TRY IT — Where the line containing "the blue hatchback" appears in the records below, begin there and write out each line exactly until the last one, and nothing more.

= = = =

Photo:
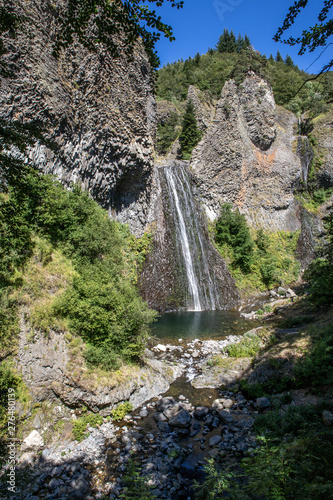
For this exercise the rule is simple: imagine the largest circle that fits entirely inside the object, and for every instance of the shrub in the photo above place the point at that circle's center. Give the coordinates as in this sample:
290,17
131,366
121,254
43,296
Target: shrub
166,134
80,425
135,484
121,410
231,229
190,134
247,347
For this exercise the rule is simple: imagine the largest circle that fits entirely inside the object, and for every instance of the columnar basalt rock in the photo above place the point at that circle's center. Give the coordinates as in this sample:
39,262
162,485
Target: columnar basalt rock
98,112
204,111
248,157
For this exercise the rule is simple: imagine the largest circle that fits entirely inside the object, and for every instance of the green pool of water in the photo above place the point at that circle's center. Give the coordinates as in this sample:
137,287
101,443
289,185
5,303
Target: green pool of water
203,325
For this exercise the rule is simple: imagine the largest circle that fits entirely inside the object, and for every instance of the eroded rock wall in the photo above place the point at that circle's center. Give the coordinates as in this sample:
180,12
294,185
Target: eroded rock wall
98,112
248,157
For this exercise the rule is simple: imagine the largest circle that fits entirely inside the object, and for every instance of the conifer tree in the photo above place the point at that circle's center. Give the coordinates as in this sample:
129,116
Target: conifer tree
278,57
190,134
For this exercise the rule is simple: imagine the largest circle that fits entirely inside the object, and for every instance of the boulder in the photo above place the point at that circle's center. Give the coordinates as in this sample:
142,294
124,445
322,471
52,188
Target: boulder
32,442
263,403
165,403
181,419
327,418
214,440
200,412
226,417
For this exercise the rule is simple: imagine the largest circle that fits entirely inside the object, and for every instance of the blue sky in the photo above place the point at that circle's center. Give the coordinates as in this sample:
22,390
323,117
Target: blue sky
200,23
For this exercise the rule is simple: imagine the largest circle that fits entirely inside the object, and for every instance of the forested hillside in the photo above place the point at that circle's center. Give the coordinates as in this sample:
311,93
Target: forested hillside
234,58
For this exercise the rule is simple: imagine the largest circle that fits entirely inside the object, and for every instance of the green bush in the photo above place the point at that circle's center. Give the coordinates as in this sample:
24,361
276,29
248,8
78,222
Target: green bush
134,484
167,134
247,347
121,410
80,425
102,304
102,356
232,230
315,368
190,134
296,321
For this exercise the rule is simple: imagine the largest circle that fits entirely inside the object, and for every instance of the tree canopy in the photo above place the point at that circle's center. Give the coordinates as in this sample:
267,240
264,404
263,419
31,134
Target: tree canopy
313,37
94,22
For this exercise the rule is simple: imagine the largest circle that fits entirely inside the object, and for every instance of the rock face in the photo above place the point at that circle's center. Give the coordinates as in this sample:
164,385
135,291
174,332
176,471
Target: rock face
204,111
323,132
246,157
98,112
164,281
43,363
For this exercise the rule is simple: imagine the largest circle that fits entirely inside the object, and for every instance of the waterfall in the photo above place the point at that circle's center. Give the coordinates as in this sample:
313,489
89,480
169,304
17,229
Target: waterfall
202,291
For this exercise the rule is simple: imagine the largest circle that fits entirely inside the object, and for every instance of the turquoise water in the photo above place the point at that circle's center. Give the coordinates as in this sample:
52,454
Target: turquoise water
202,325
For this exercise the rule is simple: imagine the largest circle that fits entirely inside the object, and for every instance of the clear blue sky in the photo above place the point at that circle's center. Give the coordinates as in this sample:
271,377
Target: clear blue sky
200,23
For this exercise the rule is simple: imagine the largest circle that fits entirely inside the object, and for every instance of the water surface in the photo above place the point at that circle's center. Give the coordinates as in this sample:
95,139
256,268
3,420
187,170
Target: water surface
204,325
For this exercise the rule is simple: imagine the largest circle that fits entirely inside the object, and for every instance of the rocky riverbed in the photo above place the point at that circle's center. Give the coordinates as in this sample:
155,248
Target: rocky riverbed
168,437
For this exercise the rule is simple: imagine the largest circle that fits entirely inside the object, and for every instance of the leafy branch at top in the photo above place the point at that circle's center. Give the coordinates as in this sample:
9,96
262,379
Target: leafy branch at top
313,37
99,21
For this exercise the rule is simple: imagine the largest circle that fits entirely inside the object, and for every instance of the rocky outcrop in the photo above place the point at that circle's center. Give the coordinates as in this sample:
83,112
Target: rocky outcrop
44,364
97,112
204,111
248,157
323,134
163,281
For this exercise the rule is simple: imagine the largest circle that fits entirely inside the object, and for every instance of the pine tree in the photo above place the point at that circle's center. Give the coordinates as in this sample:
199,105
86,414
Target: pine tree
278,57
227,42
190,134
288,61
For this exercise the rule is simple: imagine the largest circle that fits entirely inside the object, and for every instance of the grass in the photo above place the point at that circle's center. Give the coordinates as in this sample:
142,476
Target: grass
80,425
274,267
249,345
46,276
121,410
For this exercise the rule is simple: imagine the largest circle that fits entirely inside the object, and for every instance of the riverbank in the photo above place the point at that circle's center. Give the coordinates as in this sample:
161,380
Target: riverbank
210,411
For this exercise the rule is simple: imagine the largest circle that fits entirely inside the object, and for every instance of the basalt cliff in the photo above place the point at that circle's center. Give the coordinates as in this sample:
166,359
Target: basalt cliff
96,112
98,117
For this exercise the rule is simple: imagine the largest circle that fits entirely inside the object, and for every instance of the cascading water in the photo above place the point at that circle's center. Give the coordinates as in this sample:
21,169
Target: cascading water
202,290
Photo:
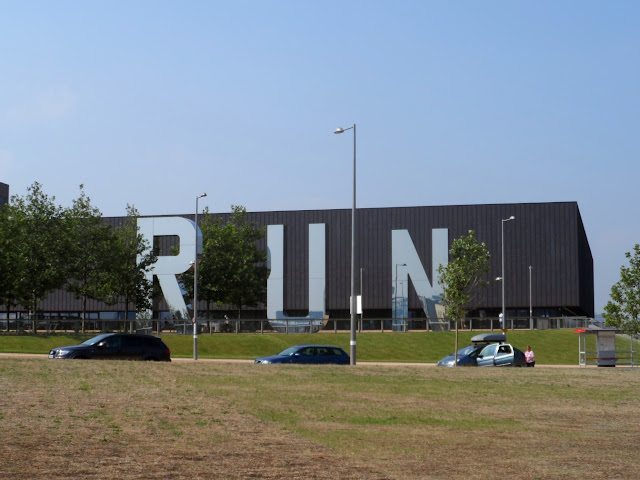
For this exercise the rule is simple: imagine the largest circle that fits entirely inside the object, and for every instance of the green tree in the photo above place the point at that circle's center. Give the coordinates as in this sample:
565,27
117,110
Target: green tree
462,278
624,307
91,241
11,261
232,270
131,263
43,247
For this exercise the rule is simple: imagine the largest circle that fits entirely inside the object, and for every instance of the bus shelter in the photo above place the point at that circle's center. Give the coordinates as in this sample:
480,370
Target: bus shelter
607,347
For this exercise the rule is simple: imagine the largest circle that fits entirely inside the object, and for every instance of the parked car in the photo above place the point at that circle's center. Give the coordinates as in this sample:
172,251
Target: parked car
308,354
500,355
467,356
112,346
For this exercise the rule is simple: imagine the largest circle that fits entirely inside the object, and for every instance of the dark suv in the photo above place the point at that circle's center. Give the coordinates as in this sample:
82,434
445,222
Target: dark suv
122,346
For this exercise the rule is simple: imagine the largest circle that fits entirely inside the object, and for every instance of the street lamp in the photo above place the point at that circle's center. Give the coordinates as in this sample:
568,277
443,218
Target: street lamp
395,293
352,351
195,287
530,301
361,301
504,316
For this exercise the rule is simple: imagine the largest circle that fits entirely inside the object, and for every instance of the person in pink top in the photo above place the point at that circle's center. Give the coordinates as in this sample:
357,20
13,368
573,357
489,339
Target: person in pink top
529,357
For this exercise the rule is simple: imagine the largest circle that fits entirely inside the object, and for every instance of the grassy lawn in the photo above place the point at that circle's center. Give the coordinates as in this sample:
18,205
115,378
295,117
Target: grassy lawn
202,420
558,347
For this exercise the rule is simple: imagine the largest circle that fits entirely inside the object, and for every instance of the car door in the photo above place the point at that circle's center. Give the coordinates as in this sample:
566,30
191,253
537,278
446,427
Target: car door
487,355
132,347
109,348
305,355
504,356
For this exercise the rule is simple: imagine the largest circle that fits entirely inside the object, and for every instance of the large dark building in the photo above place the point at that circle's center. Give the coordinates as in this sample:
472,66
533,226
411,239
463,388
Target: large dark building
547,262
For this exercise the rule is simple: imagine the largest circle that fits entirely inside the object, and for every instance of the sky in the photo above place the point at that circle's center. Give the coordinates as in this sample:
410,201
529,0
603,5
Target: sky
152,103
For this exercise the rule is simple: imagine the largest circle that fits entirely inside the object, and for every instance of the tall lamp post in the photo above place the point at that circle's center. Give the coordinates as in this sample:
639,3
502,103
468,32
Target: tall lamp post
195,288
361,301
530,301
352,350
504,316
395,296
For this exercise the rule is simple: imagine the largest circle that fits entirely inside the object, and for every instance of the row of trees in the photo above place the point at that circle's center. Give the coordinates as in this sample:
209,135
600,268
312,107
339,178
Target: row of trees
45,247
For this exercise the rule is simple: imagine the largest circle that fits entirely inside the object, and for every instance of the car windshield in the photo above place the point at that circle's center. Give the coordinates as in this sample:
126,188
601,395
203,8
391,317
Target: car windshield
289,351
95,340
468,350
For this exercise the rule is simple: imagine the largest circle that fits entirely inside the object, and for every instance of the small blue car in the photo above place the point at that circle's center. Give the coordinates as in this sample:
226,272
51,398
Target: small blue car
468,356
308,354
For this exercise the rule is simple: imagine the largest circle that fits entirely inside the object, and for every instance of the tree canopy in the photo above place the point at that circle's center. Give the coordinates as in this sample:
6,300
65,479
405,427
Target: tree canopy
463,277
623,309
232,270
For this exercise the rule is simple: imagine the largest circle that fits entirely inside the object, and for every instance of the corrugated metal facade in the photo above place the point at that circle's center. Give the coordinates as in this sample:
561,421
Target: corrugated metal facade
550,237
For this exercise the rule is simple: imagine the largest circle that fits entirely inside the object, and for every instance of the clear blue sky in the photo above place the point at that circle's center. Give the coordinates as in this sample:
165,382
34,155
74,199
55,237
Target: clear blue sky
153,102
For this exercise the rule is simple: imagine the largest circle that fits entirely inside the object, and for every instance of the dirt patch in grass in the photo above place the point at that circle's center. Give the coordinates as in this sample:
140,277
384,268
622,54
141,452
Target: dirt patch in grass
110,420
130,420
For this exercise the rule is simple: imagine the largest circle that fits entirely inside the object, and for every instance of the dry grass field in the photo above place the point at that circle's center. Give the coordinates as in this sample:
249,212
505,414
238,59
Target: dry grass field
215,420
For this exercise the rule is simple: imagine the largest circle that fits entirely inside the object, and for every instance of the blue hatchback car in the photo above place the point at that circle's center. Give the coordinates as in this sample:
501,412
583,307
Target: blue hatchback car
468,356
308,354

= = = =

EXERCISE RESULT —
For this exercise the rule is simple: imagine the largest circle that fits entirely inside the object, and for every instance of the blue hatchback car in the photo above place the point at that circle's center. Give the coordinates as in this sample:
501,412
583,307
Target: blue hatchback car
468,356
308,354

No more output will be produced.